_Excerpt to read:_
►

Gradient Descent and the Melody of Optimization Algorithms

Author(s): Abhinav Kimothi

Originally published on Towards AI.

If you work in the field of artificial intelligence, Gradient Descent is one of the first terms you’ll hear. It is the fundamental optimization algorithm used for training models.

The primary application of gradient descent is to minimise the loss function by adjusting the model parameters.

The primary application of gradient descent is in training machine learning models. During training, the model’s parameters are adjusted iteratively to minimize the difference between the predicted outputs and the actual targets. Gradient descent does this by iteratively moving along the slope of the loss function (difference between the predicted values and the actual target) to reach the global minima of the function(where the aforementioned difference is minimum)

How does Gradient Descent Work?

Mathematical Representation — The step-by-step update

The math of gradient descent is actually quite simple. Gradient descent iteratively updates the value of a parameter (say θ) by taking a small ‘step’ in the direction of the slope of the loss J(∇J(θ​)). The length or the value of this ‘step’ is determined by a hyperparameter called the learning rate (α). The length of the ‘step’ is α times the slope ∇J(θ​).

The new value of the parameter becomes the old value minus the length of the step.

θnew​=θold​−α∇J(θold​)

where θ represents parameters, α is the learning rate, and ∇J(θ) is the gradient of the loss function with respect to θ.

Why minus? Mathematically, when you take the gradient of a function, the result points in the direction of the steepest increase. To move in the opposite direction (the steepest decrease), you subtract the gradient.

Analogous Intuition — Climbing down the mountain

The basic intuition of gradient descent can be understood by imagining a person stuck in a mountain on a foggy evening, trying to get down to the valley (the global minima). The visibility is extremely low and the path down the mountain is not visible. They must rely only on the very short distance that they can see. They can use the method of gradient descent by moving in the direction of the steepest slope from the point they are currently at. Taking multiple such steps will lead to the valley (lowest point).

Graphical Contours

Take the example of a contour plot, where each contour level represents a different level of loss. The gradient descent changes the value of θ in the direction of the steepest slope, thereby reaching the middle of the plot in a certain number of steps

Jump, Leap, or Baby Steps — Learning Rate α

The size of the step for the update of parameter values is, perhaps, the most crucial factor in Gradient Descent. This size is decided by a hyperparameter called the learning rate (represented as α).

Learning rate has become one of the most important hyperparameter in the field of ML research

Choosing the right learning rate is the art of machine learning. If you take the learning rate to be too small, you model will take an extremely long time to converge to the minima.

On the other hand, if the learning rate is too large, you might jump over the minima and reach the other side of the valley.

Thankfully, there are various methods like GridSearch, Learning Rate Scheduling, Cyclic learning rates, Adaptive Algorithms, etc., that are helpful in optimizing for the right learning rates.

◄

_Request:_
Retype the gradient descent article word for word, from "Originally published on" to "the model parameters.", with both of those included. You won't need the items that come next.

_Provided records:_
►

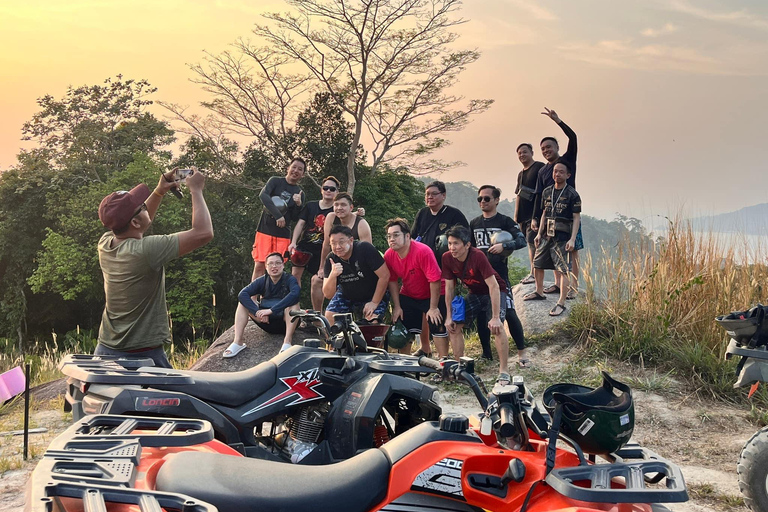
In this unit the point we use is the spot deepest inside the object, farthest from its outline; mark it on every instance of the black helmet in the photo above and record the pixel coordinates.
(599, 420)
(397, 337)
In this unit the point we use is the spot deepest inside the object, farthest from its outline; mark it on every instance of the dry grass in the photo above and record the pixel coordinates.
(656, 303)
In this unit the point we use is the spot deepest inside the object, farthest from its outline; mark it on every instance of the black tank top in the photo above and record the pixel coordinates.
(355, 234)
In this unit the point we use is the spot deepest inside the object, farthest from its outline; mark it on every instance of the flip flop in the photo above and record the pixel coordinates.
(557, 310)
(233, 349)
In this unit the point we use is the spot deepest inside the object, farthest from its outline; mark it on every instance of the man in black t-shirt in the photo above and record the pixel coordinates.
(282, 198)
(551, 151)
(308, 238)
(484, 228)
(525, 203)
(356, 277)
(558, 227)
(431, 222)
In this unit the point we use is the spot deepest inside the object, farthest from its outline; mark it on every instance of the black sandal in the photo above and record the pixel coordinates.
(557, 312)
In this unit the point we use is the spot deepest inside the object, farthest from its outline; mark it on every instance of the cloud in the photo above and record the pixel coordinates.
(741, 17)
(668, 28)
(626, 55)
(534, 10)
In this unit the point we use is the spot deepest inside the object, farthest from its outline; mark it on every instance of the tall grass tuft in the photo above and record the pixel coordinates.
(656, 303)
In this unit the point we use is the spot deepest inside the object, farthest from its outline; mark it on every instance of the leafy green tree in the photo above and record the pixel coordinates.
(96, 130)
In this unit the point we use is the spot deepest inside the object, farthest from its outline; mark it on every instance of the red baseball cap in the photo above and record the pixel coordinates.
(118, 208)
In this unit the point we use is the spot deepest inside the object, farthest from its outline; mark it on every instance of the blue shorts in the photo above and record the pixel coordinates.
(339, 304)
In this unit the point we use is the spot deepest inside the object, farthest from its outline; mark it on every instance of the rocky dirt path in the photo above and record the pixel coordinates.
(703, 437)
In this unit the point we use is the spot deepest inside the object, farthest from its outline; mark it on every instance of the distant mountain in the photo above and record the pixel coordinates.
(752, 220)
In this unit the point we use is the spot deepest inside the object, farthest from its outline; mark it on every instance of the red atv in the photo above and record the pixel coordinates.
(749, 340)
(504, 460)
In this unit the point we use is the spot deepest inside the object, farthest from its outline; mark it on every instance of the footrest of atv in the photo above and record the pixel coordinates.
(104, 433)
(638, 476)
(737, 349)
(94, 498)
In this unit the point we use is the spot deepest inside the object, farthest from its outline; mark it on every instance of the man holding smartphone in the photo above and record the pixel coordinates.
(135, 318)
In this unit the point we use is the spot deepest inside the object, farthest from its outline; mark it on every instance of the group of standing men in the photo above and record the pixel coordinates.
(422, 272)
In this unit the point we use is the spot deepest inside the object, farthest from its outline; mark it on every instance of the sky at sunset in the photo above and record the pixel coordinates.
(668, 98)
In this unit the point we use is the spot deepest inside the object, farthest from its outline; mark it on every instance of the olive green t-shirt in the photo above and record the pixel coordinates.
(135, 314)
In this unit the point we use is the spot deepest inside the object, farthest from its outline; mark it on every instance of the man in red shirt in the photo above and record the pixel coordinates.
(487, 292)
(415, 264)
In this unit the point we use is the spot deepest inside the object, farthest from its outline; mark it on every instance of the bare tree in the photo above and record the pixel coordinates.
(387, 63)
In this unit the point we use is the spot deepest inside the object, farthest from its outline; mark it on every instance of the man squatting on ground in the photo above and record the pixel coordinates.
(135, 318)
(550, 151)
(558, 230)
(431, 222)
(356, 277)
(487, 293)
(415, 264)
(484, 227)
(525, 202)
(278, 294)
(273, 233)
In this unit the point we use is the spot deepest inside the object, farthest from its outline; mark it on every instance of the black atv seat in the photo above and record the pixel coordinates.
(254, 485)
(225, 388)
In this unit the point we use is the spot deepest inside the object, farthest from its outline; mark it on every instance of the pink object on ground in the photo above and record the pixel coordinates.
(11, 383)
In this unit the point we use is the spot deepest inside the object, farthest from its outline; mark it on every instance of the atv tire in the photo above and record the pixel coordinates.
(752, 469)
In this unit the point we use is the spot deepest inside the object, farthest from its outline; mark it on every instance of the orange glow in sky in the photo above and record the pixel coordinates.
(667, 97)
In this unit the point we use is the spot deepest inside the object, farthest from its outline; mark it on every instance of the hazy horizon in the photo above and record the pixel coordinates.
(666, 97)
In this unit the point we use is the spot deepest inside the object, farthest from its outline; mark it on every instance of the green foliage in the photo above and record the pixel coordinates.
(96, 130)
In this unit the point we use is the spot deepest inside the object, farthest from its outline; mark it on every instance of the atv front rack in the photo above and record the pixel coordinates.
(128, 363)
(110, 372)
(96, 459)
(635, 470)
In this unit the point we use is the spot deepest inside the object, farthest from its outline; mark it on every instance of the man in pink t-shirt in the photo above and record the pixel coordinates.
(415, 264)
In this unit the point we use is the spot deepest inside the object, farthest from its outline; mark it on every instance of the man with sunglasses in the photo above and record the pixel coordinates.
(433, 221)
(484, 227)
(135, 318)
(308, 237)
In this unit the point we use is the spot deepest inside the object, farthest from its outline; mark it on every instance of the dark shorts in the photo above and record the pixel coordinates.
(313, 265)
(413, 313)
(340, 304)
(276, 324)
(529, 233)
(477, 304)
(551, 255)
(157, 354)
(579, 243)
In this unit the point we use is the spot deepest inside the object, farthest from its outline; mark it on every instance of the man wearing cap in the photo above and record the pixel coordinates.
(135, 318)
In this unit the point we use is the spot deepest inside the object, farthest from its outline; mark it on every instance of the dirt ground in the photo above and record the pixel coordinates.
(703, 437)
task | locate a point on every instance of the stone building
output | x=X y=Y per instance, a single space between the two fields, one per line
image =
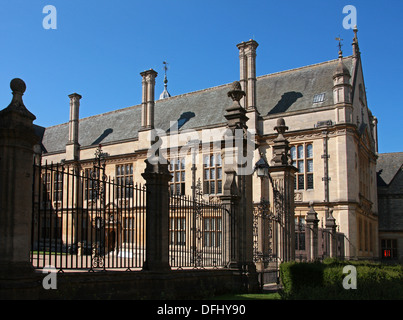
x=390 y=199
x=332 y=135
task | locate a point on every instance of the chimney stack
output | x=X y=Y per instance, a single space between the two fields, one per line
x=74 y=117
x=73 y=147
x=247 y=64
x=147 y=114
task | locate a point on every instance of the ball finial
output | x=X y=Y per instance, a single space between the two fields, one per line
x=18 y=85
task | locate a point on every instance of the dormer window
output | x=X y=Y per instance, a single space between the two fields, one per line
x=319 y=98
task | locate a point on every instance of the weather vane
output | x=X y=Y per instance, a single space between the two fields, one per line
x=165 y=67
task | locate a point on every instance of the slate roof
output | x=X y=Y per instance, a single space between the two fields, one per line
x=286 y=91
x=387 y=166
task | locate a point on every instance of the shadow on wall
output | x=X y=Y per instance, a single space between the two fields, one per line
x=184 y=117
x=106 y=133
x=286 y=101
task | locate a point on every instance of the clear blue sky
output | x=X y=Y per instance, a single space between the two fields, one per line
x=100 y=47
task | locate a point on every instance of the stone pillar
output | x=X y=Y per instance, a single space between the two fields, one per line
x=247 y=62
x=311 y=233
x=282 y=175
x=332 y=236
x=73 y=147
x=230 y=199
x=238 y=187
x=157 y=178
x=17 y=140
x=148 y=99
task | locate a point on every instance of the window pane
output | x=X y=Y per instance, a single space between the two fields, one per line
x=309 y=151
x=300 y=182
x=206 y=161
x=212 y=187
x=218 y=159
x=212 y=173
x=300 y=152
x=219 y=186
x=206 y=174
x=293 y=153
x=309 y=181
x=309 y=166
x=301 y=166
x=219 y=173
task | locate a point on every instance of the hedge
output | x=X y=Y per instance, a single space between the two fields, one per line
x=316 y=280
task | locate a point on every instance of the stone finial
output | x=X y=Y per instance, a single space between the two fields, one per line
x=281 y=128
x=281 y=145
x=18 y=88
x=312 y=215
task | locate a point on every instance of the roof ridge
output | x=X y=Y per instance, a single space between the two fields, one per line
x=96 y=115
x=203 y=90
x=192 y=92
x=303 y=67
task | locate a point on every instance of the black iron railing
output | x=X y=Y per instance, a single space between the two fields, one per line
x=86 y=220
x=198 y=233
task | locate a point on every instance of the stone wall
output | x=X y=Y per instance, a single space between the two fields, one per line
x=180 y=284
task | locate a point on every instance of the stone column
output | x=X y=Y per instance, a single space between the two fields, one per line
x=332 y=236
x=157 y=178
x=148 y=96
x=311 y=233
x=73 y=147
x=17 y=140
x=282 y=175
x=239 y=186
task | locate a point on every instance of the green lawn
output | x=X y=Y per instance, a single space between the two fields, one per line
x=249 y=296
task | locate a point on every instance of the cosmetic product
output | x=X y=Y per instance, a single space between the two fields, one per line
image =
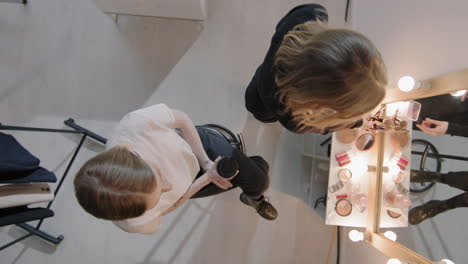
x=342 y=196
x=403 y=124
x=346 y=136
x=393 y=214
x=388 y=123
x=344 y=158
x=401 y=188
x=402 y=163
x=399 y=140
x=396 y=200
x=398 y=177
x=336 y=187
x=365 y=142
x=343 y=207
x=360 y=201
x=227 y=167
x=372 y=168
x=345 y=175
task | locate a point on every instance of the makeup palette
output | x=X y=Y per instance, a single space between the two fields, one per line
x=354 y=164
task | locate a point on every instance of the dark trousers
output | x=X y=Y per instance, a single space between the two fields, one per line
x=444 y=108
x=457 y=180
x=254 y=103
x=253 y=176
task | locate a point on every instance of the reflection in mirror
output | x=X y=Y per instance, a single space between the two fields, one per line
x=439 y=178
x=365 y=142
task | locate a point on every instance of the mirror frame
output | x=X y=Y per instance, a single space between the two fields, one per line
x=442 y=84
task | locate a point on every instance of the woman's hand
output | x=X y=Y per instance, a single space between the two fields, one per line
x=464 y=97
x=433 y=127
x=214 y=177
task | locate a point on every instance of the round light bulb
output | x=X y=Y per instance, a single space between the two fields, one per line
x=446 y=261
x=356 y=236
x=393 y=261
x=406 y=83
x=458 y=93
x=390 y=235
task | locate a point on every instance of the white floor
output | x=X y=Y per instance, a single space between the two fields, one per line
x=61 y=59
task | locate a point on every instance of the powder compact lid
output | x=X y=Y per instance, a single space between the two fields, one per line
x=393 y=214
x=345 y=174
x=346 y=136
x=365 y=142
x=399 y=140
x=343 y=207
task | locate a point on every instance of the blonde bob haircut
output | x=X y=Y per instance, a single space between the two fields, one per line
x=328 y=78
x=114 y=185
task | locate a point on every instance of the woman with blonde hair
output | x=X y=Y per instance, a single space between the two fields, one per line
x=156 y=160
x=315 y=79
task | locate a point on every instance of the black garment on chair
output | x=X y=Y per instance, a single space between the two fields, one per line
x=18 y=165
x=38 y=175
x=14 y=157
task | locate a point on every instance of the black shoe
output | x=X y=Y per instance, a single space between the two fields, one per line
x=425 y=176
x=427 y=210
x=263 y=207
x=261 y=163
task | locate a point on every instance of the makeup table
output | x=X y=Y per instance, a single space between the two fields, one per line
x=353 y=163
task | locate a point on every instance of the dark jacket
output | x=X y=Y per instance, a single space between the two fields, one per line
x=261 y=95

◄

_Exercise output:_
Originally published on Towards AI.

If you work in the field of artificial intelligence, Gradient Descent is one of the first terms you’ll hear. It is the fundamental optimization algorithm used for training models.

The primary application of gradient descent is to minimise the loss function by adjusting the model parameters.